EXERCISE MATERIAL —
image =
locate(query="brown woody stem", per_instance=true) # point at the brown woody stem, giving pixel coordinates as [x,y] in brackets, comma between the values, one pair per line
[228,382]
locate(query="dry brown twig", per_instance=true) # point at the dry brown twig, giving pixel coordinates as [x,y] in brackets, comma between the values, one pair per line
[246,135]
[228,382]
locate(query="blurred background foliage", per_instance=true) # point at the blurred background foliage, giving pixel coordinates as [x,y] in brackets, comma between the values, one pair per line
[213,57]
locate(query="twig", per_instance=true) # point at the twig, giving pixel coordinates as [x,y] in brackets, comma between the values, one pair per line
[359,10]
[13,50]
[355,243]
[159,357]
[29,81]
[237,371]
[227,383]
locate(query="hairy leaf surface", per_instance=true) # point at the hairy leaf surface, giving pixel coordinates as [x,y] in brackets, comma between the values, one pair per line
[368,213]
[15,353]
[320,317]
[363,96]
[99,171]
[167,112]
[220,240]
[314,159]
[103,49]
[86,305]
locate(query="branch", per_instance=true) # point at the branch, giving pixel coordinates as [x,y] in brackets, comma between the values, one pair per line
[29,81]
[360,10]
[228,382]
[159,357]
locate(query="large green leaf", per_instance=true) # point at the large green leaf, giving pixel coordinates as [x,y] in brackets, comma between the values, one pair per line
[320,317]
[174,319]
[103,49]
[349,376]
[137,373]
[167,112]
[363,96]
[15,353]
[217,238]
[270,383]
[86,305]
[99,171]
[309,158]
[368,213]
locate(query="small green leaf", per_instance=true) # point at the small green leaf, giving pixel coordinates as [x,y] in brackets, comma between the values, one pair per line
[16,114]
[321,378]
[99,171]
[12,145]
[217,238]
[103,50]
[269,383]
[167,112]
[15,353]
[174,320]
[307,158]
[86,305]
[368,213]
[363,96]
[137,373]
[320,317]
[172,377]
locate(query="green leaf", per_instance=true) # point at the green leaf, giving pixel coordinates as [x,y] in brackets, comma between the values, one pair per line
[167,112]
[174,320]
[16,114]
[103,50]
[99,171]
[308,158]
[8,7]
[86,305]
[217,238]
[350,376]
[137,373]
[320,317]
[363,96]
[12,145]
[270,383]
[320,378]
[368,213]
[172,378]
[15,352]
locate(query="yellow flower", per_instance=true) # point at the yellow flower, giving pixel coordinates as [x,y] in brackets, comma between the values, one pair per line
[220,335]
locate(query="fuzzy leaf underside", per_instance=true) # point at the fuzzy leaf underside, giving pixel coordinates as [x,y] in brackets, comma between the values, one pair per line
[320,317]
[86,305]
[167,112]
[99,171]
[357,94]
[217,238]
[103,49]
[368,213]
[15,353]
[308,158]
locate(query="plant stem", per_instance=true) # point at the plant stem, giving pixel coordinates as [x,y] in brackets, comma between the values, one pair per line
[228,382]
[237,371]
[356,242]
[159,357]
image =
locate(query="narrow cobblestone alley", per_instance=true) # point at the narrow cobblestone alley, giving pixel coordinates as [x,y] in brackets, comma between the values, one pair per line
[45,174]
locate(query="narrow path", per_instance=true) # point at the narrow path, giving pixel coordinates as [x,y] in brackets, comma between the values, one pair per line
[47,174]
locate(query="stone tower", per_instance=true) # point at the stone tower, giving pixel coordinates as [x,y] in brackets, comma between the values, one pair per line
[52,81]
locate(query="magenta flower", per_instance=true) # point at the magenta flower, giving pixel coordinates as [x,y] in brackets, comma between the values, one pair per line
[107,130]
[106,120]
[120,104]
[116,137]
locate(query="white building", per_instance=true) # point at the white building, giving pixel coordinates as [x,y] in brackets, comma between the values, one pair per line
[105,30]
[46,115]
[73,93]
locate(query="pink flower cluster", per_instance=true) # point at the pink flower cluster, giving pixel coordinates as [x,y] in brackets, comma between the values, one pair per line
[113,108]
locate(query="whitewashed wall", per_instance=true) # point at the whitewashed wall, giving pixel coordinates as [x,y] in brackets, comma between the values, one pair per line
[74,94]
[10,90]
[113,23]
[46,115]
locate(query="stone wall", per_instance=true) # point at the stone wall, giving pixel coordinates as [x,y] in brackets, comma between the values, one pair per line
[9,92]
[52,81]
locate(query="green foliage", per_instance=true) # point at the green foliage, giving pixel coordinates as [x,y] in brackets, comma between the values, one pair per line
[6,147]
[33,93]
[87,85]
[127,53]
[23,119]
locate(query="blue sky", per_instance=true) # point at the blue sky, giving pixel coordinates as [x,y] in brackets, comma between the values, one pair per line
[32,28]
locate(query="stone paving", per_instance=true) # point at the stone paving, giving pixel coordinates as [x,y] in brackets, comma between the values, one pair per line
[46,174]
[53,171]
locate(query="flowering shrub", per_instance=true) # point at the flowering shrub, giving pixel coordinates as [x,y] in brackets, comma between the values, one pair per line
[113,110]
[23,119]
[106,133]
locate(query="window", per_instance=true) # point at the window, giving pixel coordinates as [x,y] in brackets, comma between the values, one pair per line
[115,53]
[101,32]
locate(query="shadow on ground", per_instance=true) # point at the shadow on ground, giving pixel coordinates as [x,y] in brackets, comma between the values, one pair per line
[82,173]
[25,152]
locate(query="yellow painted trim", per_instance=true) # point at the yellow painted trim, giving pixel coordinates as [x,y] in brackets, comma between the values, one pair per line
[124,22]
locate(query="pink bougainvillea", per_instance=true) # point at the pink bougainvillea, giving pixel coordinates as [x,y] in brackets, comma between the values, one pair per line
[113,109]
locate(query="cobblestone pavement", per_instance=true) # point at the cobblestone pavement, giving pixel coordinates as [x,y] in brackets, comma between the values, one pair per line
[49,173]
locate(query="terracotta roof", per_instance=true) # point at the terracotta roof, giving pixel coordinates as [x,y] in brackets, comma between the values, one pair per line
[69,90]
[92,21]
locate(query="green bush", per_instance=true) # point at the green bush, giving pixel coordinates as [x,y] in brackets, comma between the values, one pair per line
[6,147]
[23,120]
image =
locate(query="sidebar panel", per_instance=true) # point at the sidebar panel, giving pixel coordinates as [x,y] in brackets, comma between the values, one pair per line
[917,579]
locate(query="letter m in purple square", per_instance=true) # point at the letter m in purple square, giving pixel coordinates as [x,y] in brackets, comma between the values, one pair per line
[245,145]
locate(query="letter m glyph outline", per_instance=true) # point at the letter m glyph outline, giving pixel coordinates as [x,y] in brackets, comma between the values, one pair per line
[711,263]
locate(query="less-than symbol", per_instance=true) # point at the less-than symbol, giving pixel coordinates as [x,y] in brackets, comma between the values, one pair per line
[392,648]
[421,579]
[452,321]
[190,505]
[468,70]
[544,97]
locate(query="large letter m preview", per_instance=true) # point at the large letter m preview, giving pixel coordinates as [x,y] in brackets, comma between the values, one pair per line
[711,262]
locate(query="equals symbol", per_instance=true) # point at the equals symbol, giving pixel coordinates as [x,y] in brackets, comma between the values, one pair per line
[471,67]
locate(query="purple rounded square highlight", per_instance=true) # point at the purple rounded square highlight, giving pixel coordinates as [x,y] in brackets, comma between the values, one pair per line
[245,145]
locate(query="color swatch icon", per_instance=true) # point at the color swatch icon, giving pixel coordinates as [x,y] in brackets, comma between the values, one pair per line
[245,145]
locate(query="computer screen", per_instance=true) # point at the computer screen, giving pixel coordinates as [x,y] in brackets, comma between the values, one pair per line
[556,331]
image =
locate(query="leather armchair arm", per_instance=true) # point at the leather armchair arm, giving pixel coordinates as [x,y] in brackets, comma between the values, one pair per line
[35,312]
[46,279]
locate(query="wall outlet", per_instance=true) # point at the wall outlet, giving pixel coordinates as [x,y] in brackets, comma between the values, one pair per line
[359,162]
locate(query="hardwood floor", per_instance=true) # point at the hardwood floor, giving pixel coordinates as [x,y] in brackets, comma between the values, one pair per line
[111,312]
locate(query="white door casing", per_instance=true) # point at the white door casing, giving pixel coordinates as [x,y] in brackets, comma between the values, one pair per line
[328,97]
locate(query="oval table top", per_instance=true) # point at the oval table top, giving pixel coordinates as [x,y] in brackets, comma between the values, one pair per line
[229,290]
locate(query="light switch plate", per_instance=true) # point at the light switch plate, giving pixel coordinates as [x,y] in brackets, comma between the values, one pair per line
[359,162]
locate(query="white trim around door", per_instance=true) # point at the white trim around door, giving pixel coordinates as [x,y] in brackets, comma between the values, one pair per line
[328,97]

WORK INSTRUCTIONS —
Start at the line containing "at the leather" and print each line exactly until the listing ends, keeping the final line too.

SOLUTION FOR THIS TASK —
locate(query="leather armchair arm", per_instance=true) # point at the leather armchair arm, giving pixel coordinates as [x,y] in brackets, comma between the values, one pair per line
[35,312]
[46,279]
locate(query="wall outlet", per_instance=true) # point at the wall outlet, giving pixel coordinates as [x,y] in brackets, comma between the values, one pair per line
[359,162]
locate(query="hardwood floor", per_instance=true) # point at the hardwood floor, giving pixel coordinates as [x,y] in brackets, comma between the values, one pair per line
[111,312]
locate(query="white door casing", per_instance=true) # point at the white door casing, giving pixel coordinates as [x,y] in brackets, comma between the values, one pair per line
[328,97]
locate(query="oval table top", per_instance=true) # point at the oval table top, giving pixel coordinates as [x,y] in brackets, comma between the values, one pair per line
[229,290]
locate(query="light switch plate", per_instance=true) # point at the light switch plate, giving pixel coordinates as [x,y] in brackets, comma between the values, one pair per line
[359,162]
locate(query="white trim around door", per_instance=true) # point at the white trim around door, giving pixel coordinates as [x,y] in brackets, comma between the values, one pair per line
[328,97]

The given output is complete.